**PROBLEM TO SOLVE**: Repeat the following lines exactly and nothing else: the line containing "The component shall provide one point per instance of the chrome" and each line after it through the end of the listing.

**DATA SHOWN**:

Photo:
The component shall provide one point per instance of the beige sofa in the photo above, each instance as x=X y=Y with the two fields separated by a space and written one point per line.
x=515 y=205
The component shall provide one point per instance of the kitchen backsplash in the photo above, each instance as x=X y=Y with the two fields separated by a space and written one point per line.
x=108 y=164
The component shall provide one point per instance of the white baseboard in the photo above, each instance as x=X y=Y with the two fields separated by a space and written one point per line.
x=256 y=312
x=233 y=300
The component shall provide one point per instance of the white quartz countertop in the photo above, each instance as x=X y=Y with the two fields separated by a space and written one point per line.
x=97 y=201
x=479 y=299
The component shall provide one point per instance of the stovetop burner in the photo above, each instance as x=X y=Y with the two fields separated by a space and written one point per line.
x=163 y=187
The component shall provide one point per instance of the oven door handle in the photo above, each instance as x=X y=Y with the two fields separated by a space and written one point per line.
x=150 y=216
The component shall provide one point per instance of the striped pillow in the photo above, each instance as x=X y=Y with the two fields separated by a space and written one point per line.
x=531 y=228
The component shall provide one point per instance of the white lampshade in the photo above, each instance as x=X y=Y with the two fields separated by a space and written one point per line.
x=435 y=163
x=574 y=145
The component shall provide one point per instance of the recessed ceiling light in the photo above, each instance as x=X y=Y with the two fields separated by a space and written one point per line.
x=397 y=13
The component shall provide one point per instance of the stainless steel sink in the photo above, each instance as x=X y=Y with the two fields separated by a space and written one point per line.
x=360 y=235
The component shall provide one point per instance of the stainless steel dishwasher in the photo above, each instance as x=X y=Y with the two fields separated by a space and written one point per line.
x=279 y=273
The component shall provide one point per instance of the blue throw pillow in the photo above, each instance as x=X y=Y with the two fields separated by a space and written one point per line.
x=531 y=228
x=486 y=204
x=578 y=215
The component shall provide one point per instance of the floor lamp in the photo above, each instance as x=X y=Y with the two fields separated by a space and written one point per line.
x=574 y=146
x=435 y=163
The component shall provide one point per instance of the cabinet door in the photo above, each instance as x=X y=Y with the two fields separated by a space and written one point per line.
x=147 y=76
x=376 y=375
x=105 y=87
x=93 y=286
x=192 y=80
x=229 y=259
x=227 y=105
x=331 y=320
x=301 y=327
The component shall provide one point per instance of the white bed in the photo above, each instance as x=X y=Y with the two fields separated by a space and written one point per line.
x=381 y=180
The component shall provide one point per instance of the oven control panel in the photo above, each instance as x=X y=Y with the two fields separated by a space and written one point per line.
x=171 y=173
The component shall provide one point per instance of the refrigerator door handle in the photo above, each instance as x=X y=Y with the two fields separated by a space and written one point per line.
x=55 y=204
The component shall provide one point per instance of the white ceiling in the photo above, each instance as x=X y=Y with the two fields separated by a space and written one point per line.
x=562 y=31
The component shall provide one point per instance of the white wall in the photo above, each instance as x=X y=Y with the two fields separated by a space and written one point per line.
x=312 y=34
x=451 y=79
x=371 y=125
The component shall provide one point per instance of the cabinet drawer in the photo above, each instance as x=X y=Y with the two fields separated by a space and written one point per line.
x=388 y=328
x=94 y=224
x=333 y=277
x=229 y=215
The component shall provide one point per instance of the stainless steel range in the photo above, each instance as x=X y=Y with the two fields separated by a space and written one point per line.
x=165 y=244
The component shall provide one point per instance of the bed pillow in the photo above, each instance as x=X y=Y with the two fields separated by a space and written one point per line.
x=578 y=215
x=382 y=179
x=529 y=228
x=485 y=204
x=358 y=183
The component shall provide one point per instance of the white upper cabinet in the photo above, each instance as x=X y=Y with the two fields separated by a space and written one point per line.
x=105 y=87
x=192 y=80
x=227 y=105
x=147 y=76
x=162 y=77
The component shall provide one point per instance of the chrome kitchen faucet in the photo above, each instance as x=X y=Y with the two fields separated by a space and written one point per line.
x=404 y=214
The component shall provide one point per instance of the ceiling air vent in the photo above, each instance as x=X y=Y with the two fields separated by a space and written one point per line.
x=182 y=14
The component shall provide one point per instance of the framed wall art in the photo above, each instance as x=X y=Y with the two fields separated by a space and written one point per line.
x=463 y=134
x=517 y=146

**IN RESPONSE**:
The component shall provide one point per instance of the chrome kitchen faucet in the photo above, each instance as x=X y=Y with the two fields separated by a space and written one point per line.
x=404 y=214
The component shall provide one point per instance of the ceiling air vent in the photo above, each instance as x=X y=Y with the two fields separated by a space and written one point per line.
x=182 y=14
The component shall provide one point per instance of the framed wall art in the photo above, each instance as x=X y=Y with the two fields separated by a space and written one point per line.
x=463 y=134
x=517 y=146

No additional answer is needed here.